Problems to work on:
(a) Using the hyperparameter text, decide whether each statement agrees with it, answering yes or no and quoting the exact words of the text that settle it: (i) Hyperparameters are learned during training. (ii) Scikit-Learn's default hyperparameters are guaranteed to be optimal for a problem. (iii) A model that performs highly on the training set but poorly on the test set is overfitting.
(b) Write out the part of the hyperparameter text that begins at the words "If we optimize" and stops after "messy real world.".
(c) Answer these questions from the hyperparameter text:
(i) Which two hyperparameters of a random forest does it name?
(ii) Whose knobs does it compare adjusting hyperparameters to?
(iii) What kind of student does it liken an overfit model to?

Text block:
The best way to think about hyperparameters is like the settings of an algorithm that can be adjusted to optimize performance, just as we might turn the knobs of an AM radio to get a clear signal (or your parents might have!). While model parameters are learned during training — such as the slope and intercept in a linear regression — hyperparameters must be set by the data scientist before training. In the case of a random forest, hyperparameters include the number of decision trees in the forest and the number of features considered by each tree when splitting a node. (The parameters of a random forest are the variables and thresholds used to split each node learned during training). Scikit-Learn implements a set of sensible default hyperparameters for all models, but these are not guaranteed to be optimal for a problem. The best hyperparameters are usually impossible to determine ahead of time, and tuning a model is where machine learning turns from a science into trial-and-error based engineering.


Hyperparameters and Parameters


Hyperparameter tuning relies more on experimental results than theory, and thus the best method to determine the optimal settings is to try many different combinations evaluate the performance of each model. However, evaluating each model only on the training set can lead to one of the most fundamental problems in machine learning: overfitting.


If we optimize the model for the training data, then our model will score very well on the training set, but will not be able to generalize to new data, such as in a test set. When a model performs highly on the training set but poorly on the test set, this is known as overfitting, or essentially creating a model that knows the training set very well but cannot be applied to new problems. It’s like a student who has memorized the simple problems in the textbook but has no idea how to apply concepts in the messy real world.

Supplied data:
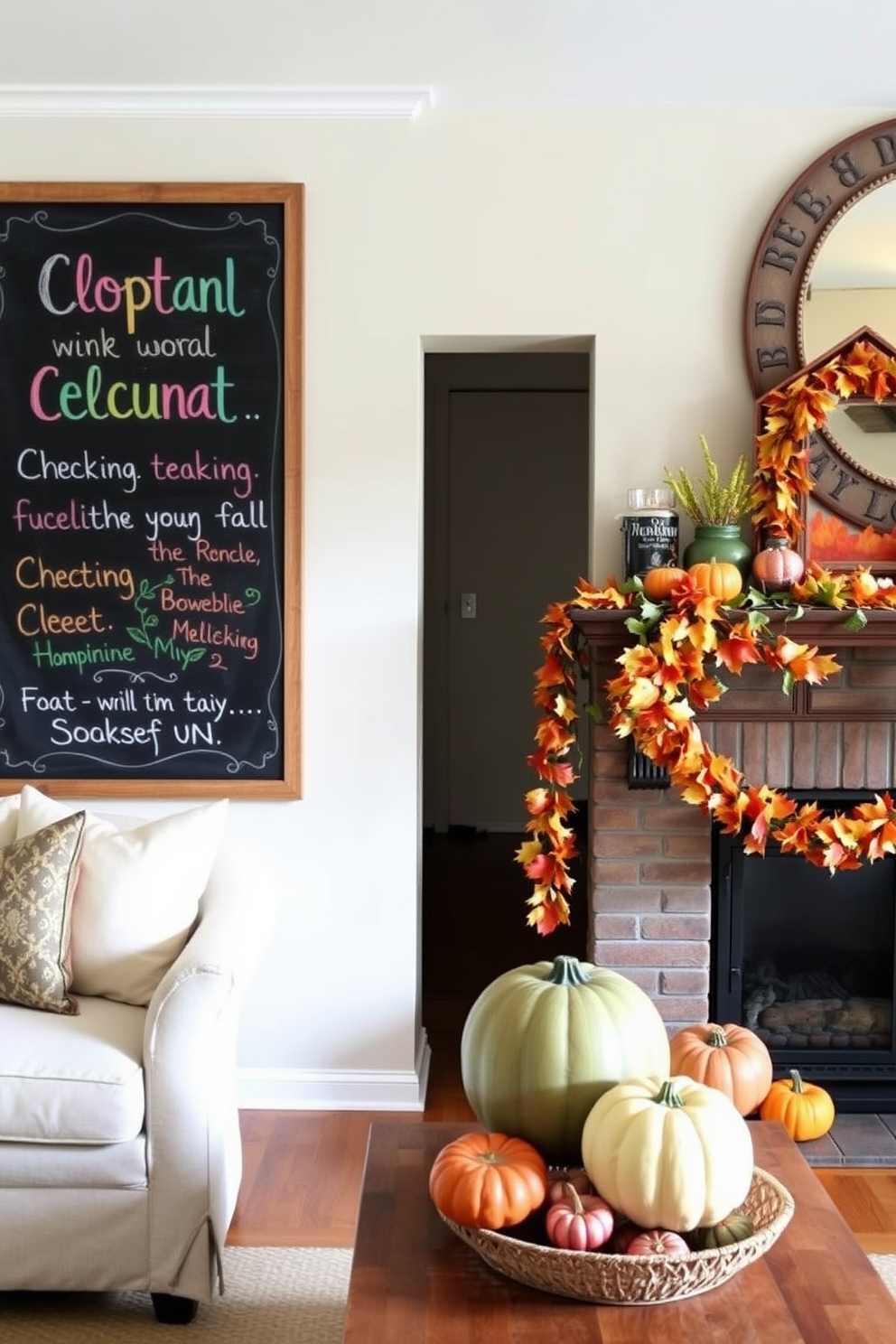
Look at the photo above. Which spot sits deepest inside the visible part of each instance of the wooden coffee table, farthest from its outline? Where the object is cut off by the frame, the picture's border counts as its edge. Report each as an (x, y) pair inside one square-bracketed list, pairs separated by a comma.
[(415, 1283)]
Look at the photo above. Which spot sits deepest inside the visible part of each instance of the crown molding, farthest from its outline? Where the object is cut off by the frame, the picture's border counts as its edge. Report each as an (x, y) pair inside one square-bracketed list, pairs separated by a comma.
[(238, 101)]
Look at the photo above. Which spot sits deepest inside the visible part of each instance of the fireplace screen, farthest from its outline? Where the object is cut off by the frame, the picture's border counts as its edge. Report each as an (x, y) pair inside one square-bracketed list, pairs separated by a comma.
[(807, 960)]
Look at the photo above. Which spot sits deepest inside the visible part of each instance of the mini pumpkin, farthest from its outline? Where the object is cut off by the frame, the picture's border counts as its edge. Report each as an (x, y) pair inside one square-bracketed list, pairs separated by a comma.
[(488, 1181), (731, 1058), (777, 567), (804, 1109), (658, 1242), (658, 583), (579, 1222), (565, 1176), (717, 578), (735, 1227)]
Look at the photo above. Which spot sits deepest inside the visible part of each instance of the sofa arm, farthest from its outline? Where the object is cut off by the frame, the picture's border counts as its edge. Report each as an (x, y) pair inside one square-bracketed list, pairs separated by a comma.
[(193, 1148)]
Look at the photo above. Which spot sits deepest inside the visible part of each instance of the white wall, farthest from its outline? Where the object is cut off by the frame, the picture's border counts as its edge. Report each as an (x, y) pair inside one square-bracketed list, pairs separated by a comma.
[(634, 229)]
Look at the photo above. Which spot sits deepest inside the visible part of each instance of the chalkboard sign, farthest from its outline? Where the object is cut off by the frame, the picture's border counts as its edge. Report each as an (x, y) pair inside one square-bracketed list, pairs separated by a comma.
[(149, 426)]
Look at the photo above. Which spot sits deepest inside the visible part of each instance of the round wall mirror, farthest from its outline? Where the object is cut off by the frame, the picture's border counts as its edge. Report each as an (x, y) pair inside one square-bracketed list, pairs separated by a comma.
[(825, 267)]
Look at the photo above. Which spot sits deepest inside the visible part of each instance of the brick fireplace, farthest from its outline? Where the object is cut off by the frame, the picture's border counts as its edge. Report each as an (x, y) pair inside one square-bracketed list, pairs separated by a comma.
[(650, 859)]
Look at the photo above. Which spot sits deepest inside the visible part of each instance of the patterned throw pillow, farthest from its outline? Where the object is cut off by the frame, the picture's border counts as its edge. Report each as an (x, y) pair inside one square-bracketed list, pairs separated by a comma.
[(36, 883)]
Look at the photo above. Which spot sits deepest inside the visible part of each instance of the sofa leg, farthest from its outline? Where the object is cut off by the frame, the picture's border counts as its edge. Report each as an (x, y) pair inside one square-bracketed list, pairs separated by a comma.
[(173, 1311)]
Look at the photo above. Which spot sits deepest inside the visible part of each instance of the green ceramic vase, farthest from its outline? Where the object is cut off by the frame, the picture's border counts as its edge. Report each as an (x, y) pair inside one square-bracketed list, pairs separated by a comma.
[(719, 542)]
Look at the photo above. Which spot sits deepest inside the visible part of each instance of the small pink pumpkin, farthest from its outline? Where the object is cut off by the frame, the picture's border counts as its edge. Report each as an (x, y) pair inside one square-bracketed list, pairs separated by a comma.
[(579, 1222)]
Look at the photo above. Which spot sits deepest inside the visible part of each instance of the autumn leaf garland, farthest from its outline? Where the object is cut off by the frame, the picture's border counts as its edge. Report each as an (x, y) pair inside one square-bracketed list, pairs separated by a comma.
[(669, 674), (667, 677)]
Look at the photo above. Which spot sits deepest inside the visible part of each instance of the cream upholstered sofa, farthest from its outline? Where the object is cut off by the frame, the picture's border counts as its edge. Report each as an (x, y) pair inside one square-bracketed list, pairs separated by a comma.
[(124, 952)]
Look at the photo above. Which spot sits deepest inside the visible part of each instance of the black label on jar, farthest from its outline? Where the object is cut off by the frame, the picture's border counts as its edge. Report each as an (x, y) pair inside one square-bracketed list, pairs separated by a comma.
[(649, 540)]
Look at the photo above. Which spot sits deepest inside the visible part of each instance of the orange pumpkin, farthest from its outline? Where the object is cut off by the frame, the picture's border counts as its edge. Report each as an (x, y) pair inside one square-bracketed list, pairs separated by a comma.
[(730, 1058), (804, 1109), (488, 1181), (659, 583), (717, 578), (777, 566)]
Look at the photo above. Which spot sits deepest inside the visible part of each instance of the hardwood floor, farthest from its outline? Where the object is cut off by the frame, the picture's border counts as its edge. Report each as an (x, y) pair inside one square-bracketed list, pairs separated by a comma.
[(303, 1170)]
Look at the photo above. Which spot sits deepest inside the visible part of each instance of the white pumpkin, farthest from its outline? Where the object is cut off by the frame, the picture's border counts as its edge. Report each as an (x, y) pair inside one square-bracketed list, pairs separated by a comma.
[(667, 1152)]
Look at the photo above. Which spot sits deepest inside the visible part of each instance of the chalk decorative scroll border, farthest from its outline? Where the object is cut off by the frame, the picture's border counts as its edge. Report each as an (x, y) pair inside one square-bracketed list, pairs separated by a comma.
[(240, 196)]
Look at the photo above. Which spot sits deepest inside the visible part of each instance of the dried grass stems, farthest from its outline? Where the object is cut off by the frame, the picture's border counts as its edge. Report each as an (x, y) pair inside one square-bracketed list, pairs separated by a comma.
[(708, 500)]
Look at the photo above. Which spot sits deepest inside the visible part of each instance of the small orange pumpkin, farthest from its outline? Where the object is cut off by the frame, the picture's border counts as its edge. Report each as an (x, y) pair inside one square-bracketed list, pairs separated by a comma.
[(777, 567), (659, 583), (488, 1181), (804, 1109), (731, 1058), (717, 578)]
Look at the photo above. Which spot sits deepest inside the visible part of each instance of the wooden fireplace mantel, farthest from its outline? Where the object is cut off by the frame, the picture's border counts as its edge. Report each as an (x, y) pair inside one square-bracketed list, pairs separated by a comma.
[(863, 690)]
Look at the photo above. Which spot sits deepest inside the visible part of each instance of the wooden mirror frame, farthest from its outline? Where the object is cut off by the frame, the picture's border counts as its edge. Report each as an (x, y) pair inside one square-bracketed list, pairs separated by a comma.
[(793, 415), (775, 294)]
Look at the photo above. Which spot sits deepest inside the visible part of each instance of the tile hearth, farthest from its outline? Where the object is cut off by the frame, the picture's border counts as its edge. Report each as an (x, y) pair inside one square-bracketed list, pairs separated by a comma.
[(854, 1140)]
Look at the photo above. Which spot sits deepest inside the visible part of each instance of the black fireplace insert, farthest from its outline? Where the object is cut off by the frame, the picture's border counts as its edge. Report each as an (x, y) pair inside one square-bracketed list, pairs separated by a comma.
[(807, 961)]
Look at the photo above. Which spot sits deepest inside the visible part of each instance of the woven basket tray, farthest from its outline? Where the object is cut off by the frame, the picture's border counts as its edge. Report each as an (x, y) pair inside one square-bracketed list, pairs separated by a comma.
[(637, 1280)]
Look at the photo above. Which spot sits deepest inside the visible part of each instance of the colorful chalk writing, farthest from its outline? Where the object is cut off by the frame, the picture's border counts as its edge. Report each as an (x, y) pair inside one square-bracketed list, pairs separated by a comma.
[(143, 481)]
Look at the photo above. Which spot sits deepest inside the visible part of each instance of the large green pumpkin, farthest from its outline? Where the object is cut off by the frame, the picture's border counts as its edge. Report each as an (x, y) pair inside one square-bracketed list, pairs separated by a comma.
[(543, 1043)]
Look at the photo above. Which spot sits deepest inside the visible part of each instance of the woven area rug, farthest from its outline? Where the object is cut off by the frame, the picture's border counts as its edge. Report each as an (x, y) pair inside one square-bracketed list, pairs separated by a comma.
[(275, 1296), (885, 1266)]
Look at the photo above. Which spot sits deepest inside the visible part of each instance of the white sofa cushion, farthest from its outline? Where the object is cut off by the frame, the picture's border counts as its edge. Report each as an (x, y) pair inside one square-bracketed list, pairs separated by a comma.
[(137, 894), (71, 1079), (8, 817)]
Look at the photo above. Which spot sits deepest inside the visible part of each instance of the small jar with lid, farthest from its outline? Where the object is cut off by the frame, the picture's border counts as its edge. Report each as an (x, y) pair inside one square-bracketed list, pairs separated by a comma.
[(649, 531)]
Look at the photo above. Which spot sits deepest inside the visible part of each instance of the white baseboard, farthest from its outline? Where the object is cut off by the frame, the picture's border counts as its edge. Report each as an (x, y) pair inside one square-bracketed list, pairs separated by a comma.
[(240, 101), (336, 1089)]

Task responses:
(a)
(i) No: "hyperparameters must be set by the data scientist before training."
(ii) No: "but these are not guaranteed to be optimal for a problem."
(iii) Yes: "When a model performs highly on the training set but poorly on the test set, this is known as overfitting"

(b)
If we optimize the model for the training data, then our model will score very well on the training set, but will not be able to generalize to new data, such as in a test set. When a model performs highly on the training set but poorly on the test set, this is known as overfitting, or essentially creating a model that knows the training set very well but cannot be applied to new problems. It’s like a student who has memorized the simple problems in the textbook but has no idea how to apply concepts in the messy real world.

(c)
(i) The number of decision trees in the forest and the number of features considered by each tree when splitting a node.
(ii) The knobs of an AM radio.
(iii) A student who has memorized the simple problems in the textbook but has no idea how to apply concepts in the messy real world.